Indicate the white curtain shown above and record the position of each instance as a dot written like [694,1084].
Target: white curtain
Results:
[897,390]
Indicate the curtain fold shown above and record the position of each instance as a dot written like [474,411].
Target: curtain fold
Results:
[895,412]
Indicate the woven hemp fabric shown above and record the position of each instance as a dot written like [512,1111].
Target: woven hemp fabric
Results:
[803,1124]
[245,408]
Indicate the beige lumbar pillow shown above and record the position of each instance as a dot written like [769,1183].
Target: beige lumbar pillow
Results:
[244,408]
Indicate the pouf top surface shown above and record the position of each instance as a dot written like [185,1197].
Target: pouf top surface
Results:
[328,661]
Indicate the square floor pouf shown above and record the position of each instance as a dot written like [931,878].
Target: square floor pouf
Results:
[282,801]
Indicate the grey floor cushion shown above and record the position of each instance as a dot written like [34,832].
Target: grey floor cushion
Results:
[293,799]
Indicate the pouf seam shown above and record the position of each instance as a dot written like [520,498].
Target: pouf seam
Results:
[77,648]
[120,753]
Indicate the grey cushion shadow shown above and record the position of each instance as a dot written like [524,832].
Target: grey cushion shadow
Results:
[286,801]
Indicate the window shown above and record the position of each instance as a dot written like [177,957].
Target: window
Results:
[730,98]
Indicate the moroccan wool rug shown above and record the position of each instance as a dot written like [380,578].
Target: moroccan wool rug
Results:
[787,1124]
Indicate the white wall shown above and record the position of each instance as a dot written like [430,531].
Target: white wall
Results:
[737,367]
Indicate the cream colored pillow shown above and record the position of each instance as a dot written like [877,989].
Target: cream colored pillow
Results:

▶ [Task requirements]
Your answer must be the lines above from the one containing "Indicate the curtain" to the one containing "Indicate the pouf top", both included, restated word for word.

▶ [Solution below]
Indicate the curtain fold shown above and record the position of each instance as a dot written like [474,411].
Target: curtain fold
Results:
[895,412]
Indicate the woven hemp fabric shown above and record the position of each instance as a dot written like [512,1111].
Target: woven hemp fabric
Results:
[803,1124]
[245,408]
Indicate the beige lumbar pillow shown above and record the position of each instance as a dot written like [769,1183].
Target: beige lumbar pillow
Results:
[244,408]
Indicate the pouf top surface shown above and record the position of each instance as a dot written like [185,1197].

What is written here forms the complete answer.